**WHAT TO DO:** Please give the data starting at the line that contains "Where can you spot the green tree?" and ending at the line that contains "[[254, 62]]" as a two-column CSV with the header input,output, one row per text and its answer, each in its own quoted field with line breaks turned into spaces. Leave the pictures out.

Extracted records
(begin)
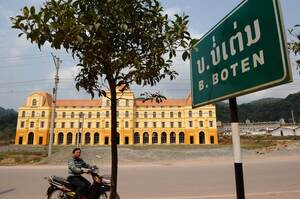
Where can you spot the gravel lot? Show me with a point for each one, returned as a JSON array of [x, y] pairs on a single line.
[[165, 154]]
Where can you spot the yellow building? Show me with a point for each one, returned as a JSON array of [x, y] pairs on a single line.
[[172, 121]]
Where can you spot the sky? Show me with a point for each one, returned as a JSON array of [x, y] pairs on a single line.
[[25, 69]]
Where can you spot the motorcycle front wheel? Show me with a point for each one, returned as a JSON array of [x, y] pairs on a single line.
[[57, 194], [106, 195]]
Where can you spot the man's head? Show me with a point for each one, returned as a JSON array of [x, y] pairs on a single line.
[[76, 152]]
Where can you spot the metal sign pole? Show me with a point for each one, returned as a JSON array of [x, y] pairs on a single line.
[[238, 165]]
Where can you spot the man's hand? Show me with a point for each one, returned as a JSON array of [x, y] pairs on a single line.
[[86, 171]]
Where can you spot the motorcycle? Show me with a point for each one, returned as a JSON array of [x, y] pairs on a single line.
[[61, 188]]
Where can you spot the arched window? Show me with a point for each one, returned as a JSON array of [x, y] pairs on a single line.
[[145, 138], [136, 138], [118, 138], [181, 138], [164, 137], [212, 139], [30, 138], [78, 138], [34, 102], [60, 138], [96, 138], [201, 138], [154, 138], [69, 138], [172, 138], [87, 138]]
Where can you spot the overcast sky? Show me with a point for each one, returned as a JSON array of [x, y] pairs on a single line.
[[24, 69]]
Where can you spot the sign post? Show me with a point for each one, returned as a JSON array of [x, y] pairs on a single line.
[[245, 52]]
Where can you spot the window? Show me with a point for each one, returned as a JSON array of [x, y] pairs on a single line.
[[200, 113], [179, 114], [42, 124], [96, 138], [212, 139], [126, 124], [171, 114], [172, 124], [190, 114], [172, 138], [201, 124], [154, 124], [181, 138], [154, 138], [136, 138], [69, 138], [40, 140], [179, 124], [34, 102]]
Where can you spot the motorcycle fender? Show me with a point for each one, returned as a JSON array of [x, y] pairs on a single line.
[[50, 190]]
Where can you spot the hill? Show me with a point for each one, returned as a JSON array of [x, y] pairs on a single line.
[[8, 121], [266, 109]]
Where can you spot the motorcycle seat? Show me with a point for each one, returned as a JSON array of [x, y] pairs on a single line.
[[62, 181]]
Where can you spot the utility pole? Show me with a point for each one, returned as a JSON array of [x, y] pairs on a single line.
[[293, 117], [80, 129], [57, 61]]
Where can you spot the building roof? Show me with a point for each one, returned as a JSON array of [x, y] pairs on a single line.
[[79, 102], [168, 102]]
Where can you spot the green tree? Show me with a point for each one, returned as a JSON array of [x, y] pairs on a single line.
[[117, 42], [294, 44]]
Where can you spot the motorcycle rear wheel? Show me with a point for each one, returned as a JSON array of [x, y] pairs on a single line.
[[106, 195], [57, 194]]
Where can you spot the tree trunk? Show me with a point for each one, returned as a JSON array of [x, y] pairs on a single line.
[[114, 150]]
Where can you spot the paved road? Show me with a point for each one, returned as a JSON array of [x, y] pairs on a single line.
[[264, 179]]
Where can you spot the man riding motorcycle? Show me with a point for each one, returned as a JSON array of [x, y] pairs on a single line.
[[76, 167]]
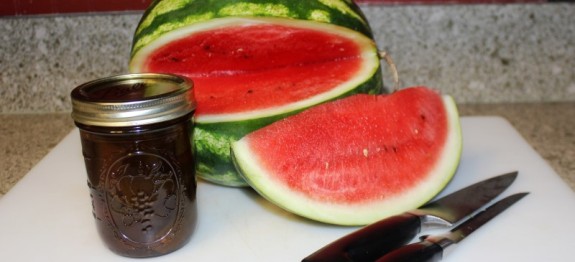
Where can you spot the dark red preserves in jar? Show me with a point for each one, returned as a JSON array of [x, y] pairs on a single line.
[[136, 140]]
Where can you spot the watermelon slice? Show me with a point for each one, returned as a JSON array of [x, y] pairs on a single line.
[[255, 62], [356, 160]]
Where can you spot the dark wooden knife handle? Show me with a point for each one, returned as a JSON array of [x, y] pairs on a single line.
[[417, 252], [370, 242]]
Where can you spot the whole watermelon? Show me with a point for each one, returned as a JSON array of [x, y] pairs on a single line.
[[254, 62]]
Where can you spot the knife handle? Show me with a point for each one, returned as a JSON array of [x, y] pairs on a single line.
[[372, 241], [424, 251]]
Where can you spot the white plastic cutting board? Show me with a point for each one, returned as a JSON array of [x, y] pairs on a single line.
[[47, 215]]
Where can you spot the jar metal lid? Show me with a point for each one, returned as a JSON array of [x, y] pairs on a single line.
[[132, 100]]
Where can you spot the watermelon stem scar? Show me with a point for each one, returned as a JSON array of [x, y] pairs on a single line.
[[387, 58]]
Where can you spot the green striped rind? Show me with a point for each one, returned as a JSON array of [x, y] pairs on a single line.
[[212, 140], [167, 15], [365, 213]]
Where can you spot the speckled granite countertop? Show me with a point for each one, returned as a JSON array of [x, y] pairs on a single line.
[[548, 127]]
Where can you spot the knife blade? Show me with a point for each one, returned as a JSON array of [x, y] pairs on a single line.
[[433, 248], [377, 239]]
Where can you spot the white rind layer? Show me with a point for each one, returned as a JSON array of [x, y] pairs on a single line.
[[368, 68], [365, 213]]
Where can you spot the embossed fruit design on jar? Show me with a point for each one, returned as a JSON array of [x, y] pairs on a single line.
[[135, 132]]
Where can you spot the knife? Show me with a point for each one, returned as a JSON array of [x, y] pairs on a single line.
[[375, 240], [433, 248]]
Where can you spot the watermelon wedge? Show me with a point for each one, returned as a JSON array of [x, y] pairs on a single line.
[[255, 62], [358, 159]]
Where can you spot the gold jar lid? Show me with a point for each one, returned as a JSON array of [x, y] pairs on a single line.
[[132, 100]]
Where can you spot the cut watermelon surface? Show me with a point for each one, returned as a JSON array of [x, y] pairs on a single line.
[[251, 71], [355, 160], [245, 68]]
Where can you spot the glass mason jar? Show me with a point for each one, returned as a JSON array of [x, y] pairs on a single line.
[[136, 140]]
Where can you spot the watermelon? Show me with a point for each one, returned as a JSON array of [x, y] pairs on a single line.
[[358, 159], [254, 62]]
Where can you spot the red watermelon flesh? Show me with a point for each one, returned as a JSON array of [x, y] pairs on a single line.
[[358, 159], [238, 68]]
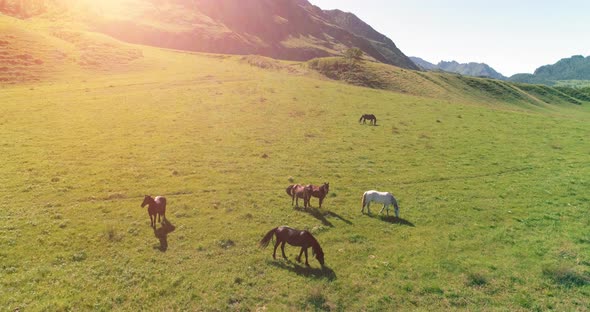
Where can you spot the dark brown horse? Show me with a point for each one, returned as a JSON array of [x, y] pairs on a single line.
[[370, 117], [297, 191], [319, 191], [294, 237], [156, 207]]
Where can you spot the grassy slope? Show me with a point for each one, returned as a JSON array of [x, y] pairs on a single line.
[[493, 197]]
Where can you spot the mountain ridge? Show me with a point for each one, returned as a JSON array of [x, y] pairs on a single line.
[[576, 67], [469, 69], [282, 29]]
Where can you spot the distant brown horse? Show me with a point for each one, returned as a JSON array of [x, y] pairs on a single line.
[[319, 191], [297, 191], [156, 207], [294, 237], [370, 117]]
(end)
(begin)
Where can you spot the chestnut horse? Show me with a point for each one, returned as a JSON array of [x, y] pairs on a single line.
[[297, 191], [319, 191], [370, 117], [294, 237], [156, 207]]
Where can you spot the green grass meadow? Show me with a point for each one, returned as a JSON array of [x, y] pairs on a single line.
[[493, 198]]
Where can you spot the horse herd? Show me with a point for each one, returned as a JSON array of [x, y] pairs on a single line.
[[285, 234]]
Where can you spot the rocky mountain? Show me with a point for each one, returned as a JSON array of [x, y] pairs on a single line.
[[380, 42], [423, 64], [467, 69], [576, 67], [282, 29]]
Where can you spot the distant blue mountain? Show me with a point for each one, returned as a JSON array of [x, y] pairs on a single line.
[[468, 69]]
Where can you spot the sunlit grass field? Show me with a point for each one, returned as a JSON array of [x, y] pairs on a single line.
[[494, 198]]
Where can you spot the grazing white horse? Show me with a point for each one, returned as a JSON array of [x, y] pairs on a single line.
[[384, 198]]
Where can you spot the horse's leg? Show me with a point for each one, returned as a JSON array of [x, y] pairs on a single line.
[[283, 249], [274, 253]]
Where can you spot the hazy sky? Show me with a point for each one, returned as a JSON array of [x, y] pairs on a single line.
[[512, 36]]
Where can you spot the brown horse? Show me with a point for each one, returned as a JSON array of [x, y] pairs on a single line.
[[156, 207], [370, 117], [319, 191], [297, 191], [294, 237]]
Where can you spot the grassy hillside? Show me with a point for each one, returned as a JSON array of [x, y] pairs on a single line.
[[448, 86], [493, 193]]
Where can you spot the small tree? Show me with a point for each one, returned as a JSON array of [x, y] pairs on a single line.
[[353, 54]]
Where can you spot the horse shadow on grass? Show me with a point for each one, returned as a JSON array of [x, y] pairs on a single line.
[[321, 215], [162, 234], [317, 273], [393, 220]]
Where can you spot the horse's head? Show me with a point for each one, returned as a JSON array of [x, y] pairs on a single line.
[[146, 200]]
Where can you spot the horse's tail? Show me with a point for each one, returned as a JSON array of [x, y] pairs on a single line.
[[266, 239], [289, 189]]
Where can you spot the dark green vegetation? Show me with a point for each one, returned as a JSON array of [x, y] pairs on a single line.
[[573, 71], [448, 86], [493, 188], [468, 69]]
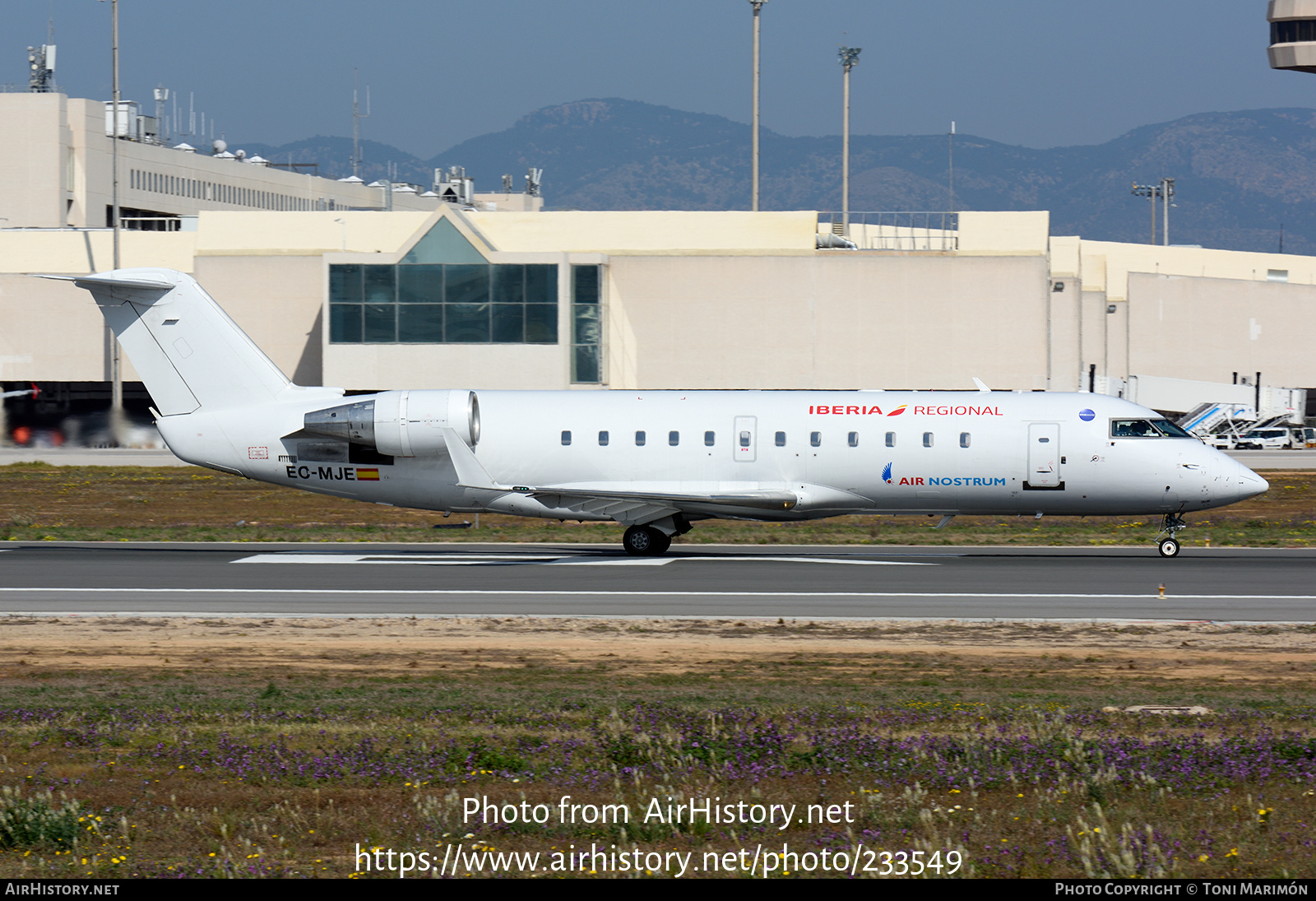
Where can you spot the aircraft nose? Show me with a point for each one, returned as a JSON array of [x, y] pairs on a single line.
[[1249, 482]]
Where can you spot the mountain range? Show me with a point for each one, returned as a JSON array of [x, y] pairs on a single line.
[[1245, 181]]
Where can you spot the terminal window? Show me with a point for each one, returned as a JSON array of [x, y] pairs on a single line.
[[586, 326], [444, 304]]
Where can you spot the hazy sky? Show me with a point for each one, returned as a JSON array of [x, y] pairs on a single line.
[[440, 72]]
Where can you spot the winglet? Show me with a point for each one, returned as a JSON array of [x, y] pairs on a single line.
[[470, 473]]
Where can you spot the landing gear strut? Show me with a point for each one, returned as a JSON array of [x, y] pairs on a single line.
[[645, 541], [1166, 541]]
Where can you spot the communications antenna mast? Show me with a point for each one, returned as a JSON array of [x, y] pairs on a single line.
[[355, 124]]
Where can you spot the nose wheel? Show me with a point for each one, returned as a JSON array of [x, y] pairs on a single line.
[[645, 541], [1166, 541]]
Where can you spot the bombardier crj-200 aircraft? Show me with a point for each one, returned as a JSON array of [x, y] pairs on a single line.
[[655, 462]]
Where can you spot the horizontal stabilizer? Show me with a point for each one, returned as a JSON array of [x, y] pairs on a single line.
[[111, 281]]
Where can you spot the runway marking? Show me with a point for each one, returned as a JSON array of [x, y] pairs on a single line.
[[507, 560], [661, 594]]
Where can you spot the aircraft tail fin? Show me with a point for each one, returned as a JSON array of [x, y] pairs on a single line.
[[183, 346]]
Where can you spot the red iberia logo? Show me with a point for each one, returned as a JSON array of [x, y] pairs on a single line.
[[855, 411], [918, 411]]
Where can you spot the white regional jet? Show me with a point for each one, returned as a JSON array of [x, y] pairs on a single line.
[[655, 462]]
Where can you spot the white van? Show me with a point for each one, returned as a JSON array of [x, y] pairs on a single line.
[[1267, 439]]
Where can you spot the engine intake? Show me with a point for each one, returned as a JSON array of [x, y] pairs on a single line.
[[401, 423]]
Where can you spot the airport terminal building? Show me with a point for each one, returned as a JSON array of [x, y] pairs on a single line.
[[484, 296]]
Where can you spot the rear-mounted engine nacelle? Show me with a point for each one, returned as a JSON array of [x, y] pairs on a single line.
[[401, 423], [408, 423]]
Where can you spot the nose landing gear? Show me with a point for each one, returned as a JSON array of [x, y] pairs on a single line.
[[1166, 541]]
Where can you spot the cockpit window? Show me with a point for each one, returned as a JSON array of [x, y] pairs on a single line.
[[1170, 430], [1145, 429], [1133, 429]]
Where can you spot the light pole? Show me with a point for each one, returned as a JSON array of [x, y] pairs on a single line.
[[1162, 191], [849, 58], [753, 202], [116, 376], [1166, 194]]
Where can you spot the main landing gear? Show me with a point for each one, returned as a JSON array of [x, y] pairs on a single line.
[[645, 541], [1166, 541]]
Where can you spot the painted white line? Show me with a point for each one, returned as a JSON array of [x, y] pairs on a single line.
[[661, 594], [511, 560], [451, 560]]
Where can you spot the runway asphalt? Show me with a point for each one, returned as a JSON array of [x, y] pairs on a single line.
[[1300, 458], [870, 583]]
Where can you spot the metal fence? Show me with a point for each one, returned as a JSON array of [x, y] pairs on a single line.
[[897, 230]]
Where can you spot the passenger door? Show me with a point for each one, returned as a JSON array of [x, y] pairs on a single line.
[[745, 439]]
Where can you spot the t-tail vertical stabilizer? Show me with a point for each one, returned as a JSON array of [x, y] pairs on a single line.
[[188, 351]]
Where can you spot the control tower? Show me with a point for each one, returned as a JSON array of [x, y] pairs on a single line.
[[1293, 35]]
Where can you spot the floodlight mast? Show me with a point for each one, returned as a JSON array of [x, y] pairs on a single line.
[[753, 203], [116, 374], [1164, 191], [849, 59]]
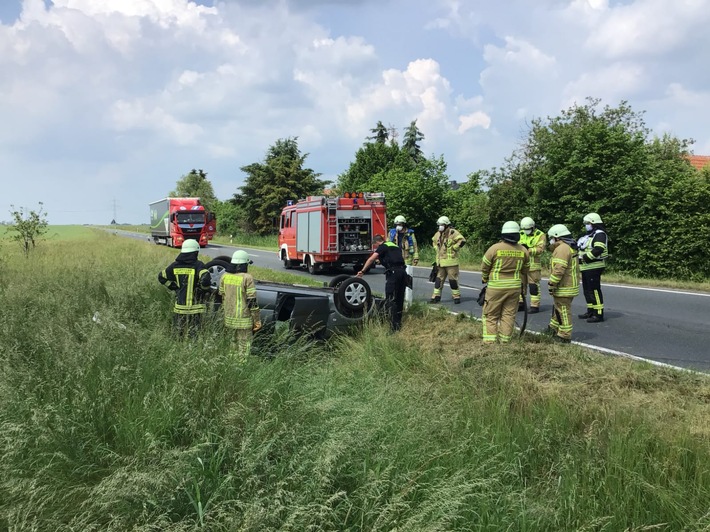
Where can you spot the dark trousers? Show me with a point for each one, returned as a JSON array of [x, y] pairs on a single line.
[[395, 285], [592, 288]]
(end)
**RESULT OF THIS EXERCISE:**
input,output
"Where can you spot the green tree? Show me with a point for each one, returned as a JSON array of [x, y] pairs on a single line.","[[117, 42], [294, 44]]"
"Where can you spot the motorcycle rear wheel? Show me with a point for each one, returned as a JSON array of [x, y] pairs on a single line.","[[106, 195], [57, 194]]"
"Where can you spot the tree trunk? Show me with a point for each one, returned as a JSON array of [x, y] pairs on a single line.","[[114, 150]]"
"Where can you spot the paved road? Show me with a point for each one, returned as a JSON array of [x, y] pairs on a single line.","[[264, 179]]"
"Where can you spot the man riding motorcycle? Show me with a point for each one, returned as a JSON array of [x, y] pairs on a single line.","[[76, 167]]"
"Where can you spot the dark red preserves in jar? Show me with a point for each one, returned as a JSON array of [x, y] pairs on a single line.","[[136, 140]]"
"Where can you spot the watermelon slice? Show me with a point for each one, returned as a JSON array of [x, y] pairs on a single line.","[[255, 62], [356, 160]]"
"Where can you spot the dark wooden knife handle? Show me with a point for each one, returned as a JSON array of [x, y] pairs on a single line.","[[417, 252], [370, 242]]"
"Where can you spot the whole watermelon? Show me with a point for each one, returned as a JSON array of [x, y] pairs on a single line.","[[254, 62]]"